* [Excerpt]:
- - -

9 February 2021

The Conflict in Libya Is Getting Even Messier


BY AMY MACKINNON

The report by the Panel of Experts on the Sudan, released in January, says that for around a year the UAE has had “direct relations” with armed groups from Sudan’s Darfur region fighting in Libya on the side of Haftar’s Libyan National Army. Last year, the Wall Street Journal reported that the UAE had, in violation of a U.N. arms embargo, increased its deliveries of weapons to Haftar, who ended his unsuccessful 14-month assault on the capital, Tripoli, last June.

The UAE’s contact with the Sudanese armed groups in Libya, bypassing Haftar’s forces, is seen by some experts as a sign of the country’s appetite for a more hands-on role in the conflict and of growing mistrust of the renegade general.

“I think there’s an argument to be made that they distrust Haftar’s battlefield competence. Many outside backers have [distrusted it], including the Russians,” said Frederic Wehrey, a senior fellow in the Middle East Program at the Carnegie Endowment for International Peace.

- - -

* [Records supplied]:
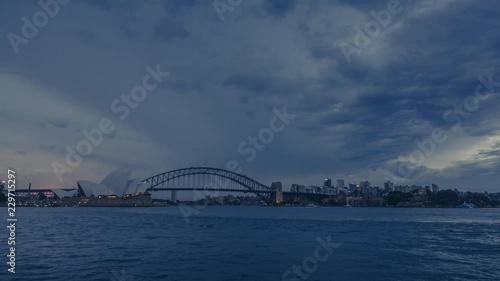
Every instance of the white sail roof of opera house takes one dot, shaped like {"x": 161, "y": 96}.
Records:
{"x": 116, "y": 183}
{"x": 64, "y": 193}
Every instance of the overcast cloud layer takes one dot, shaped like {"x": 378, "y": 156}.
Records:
{"x": 352, "y": 118}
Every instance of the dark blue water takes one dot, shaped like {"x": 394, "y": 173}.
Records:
{"x": 255, "y": 243}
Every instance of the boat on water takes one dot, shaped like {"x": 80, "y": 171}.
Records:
{"x": 466, "y": 206}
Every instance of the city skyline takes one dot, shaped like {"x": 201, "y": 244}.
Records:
{"x": 284, "y": 90}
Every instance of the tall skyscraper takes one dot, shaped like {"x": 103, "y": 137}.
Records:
{"x": 340, "y": 183}
{"x": 435, "y": 188}
{"x": 327, "y": 183}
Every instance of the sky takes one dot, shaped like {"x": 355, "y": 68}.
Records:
{"x": 373, "y": 90}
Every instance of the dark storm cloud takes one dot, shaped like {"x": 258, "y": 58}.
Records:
{"x": 170, "y": 30}
{"x": 279, "y": 7}
{"x": 62, "y": 123}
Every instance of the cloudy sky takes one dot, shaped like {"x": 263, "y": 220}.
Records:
{"x": 363, "y": 92}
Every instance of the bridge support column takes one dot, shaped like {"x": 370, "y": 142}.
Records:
{"x": 276, "y": 192}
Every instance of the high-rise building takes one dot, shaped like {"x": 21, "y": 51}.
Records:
{"x": 327, "y": 183}
{"x": 389, "y": 186}
{"x": 340, "y": 183}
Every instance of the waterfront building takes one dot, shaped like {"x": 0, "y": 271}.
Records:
{"x": 116, "y": 189}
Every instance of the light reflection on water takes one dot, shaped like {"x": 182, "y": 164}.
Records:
{"x": 255, "y": 243}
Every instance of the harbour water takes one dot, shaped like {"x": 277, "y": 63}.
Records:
{"x": 254, "y": 243}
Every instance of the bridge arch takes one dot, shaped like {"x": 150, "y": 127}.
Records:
{"x": 220, "y": 177}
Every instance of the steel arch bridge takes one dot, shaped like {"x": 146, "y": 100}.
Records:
{"x": 207, "y": 179}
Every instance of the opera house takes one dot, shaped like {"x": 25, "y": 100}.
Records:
{"x": 116, "y": 189}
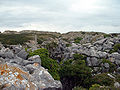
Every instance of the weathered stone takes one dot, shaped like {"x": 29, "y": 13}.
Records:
{"x": 35, "y": 58}
{"x": 106, "y": 65}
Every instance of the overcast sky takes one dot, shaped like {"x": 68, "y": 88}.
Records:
{"x": 60, "y": 15}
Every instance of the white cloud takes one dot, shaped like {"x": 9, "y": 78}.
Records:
{"x": 60, "y": 15}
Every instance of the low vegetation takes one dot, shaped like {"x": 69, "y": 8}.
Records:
{"x": 47, "y": 62}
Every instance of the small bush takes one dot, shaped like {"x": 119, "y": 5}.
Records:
{"x": 79, "y": 57}
{"x": 77, "y": 40}
{"x": 94, "y": 87}
{"x": 68, "y": 45}
{"x": 79, "y": 88}
{"x": 116, "y": 47}
{"x": 47, "y": 62}
{"x": 112, "y": 66}
{"x": 103, "y": 80}
{"x": 107, "y": 35}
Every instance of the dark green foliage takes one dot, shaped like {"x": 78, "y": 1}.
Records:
{"x": 68, "y": 45}
{"x": 83, "y": 32}
{"x": 13, "y": 39}
{"x": 51, "y": 45}
{"x": 79, "y": 57}
{"x": 79, "y": 88}
{"x": 107, "y": 35}
{"x": 76, "y": 73}
{"x": 95, "y": 87}
{"x": 47, "y": 62}
{"x": 77, "y": 40}
{"x": 112, "y": 66}
{"x": 118, "y": 78}
{"x": 116, "y": 47}
{"x": 40, "y": 40}
{"x": 103, "y": 80}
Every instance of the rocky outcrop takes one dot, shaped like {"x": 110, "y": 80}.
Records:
{"x": 17, "y": 72}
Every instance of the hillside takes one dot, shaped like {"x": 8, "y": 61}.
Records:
{"x": 79, "y": 60}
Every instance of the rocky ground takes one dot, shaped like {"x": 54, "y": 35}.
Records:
{"x": 19, "y": 73}
{"x": 102, "y": 53}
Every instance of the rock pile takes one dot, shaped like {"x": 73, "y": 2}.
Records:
{"x": 17, "y": 72}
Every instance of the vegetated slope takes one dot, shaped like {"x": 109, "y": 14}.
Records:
{"x": 78, "y": 59}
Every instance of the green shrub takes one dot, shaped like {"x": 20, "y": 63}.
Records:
{"x": 51, "y": 45}
{"x": 116, "y": 47}
{"x": 77, "y": 40}
{"x": 94, "y": 87}
{"x": 68, "y": 45}
{"x": 75, "y": 72}
{"x": 79, "y": 57}
{"x": 112, "y": 66}
{"x": 47, "y": 62}
{"x": 107, "y": 35}
{"x": 79, "y": 88}
{"x": 103, "y": 80}
{"x": 13, "y": 39}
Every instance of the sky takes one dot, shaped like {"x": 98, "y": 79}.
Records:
{"x": 60, "y": 15}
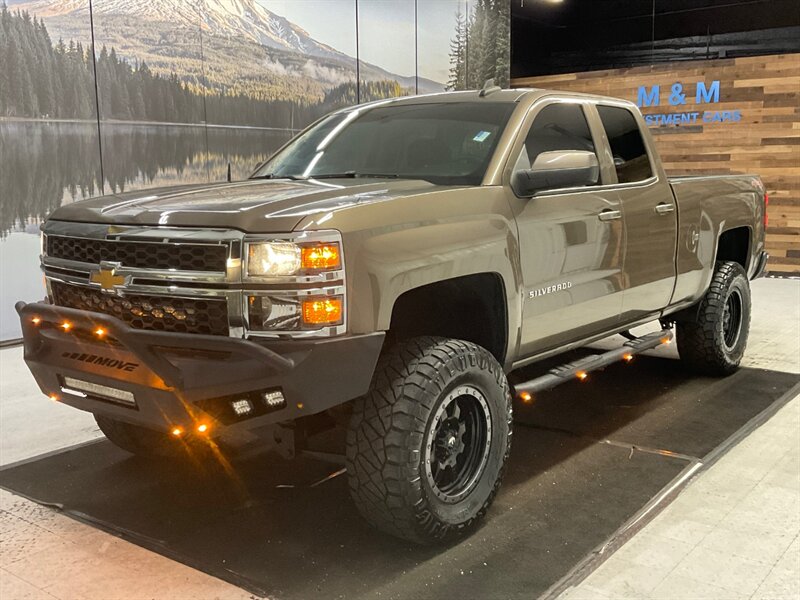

- - -

* [Set tasks]:
[a] Retype the records from the line containing "Every instance of the rocky ground" through the end of the records, both ends included, and leave out the pictures.
[b] Write what comes next in the article about the conflict in Libya, starting from where it stops.

* [Results for the exercise]:
[a]
Every instance of the rocky ground takes one dot, shaped like {"x": 54, "y": 35}.
Records:
{"x": 19, "y": 73}
{"x": 102, "y": 53}
Every instance of the rock pile takes one dot, shaped like {"x": 73, "y": 2}.
Records:
{"x": 17, "y": 72}
Every instance of the vegetated slope takes one dot, shaped like {"x": 109, "y": 14}.
Records:
{"x": 78, "y": 59}
Every instance of the green shrub takes one dot, shaped like {"x": 20, "y": 63}.
Records:
{"x": 51, "y": 45}
{"x": 116, "y": 47}
{"x": 77, "y": 40}
{"x": 94, "y": 87}
{"x": 68, "y": 45}
{"x": 75, "y": 72}
{"x": 79, "y": 57}
{"x": 112, "y": 66}
{"x": 47, "y": 62}
{"x": 107, "y": 35}
{"x": 79, "y": 88}
{"x": 103, "y": 80}
{"x": 13, "y": 39}
Every instance of the sky takes one dot, shaped like {"x": 98, "y": 79}.
Records:
{"x": 60, "y": 15}

[b]
Haftar’s international backers have stuck by him so far out of concern that eastern Libya could descend further into chaos fueled by fracturing rebel groups in the absence of clear leadership. But in establishing closer direct ties with Sudanese groups in Libya, the UAE could be well positioned to shift its support to another leader, should one emerge.

“Whoever takes on Haftar’s mantle later on, they’ll definitely try to endow him with the same sort of support that includes, inter alia, the mercenaries,” said Emadeddin Badi, a nonresident senior fellow at the Middle East Program of the Atlantic Council.

The UAE is one of several countries that have waded into the complex conflict in Libya as they jostle to further their own objectives in the fragile North African nation. The proxy war has pitted allies against each other. France, Egypt, and Russia (through the Wagner mercenary group) have thrown their support to Haftar and his Libyan National Army. Turkey, Italy, and Qatar have provided military backing to the U.N.-backed Government of National Accord in Tripoli. Complicating matters further is the presence of militias from Sudan, Chad, and Syria.

A report by the U.S. Department of Defense’s inspector general for counterterrorism operations in Africa last year assessed that the UAE was possibly helping to fund the activities of the Russian mercenary group Wagner in Libya. The Emirati ambassador to the United States, Yousef Al Otaiba, strenuously denied the claims.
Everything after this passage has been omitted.